New Book Series: Law, Culture and Justice (Bristol Uni Press)

by | 10 Oct 2025

We are delighted to announce a new series to foster critical, theoretically and methodologically innovative, culturally informed work on law and justice. The pursuit of social order and aspirations of justice have always been articulated within a cultural context in which narratives, myths, fantasies, imaginaries and modes of representation are central to the construction and dissemination of legal meanings. There has been a recent flourishing of scholarship that recognises and explores the richness of the cultural lives of law and justice, attending to the aesthetic, affective and symbolic dimensions of legal texts, practices and institutions. 

This series will provide a home for work that examines the cultural significance of law and justice, and will support the development of this new, urgent and creative strand to legal and social thought.

This series aims to publish and support work that is:

  • Critical, in the sense that it seeks to scrutinise, problematise, unsettle and/or uproot dominant positions and understandings both within and beyond specific fields of scholarship;
  • Theoretically and methodologically innovative, providing rich and nuanced accounts and expressions of ideas, practices, processes and experiences, as well as their trajectories, genealogies and legacies;
  • Concerned with the cultural dimensions of law and/or justice, including studies of narratives, storytelling, imaginaries, myths, aesthetics, affect, emotions, materiality, and so on; 
  • Informed by a broad and contextual understanding of ‘law’ and/or ‘justice’, in which legal and/or justice processes, practices and institutions are understood to be key sites in the construction, reproduction, representation and dissemination of socio-cultural meaning;
  • Pluralistic in its understanding and appreciation of culture, embracing a variety of cultural artefacts and modes of analysis, and that actively resists elitist gatekeeping stances, especially those associated with so-called ‘high culture’. This pluralistic approach will be reflected both in the content and form of the work published in the series.

STATED GOAL 1:
Answer these questions about the series announcement:
(a) Which press is publishing the series?
(b) On what date was the announcement posted?
(c) Which stances does the last listed aim say the work actively resists?
STATED GOAL 2:
Please reproduce the series announcement word for word from "New Book Series: Law, Culture" to "practices and institutions.".
The records after this point come from a different source.

GIVEN ENTRIES:
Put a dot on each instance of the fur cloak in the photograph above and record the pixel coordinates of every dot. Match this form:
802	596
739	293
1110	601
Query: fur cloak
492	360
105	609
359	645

FULL ANSWER 1:
(a) Bristol Uni Press
(b) 10 Oct 2025
(c) Elitist gatekeeping stances, especially those associated with so-called ‘high culture’

FULL ANSWER 2:
New Book Series: Law, Culture and Justice (Bristol Uni Press)

by | 10 Oct 2025

We are delighted to announce a new series to foster critical, theoretically and methodologically innovative, culturally informed work on law and justice. The pursuit of social order and aspirations of justice have always been articulated within a cultural context in which narratives, myths, fantasies, imaginaries and modes of representation are central to the construction and dissemination of legal meanings. There has been a recent flourishing of scholarship that recognises and explores the richness of the cultural lives of law and justice, attending to the aesthetic, affective and symbolic dimensions of legal texts, practices and institutions.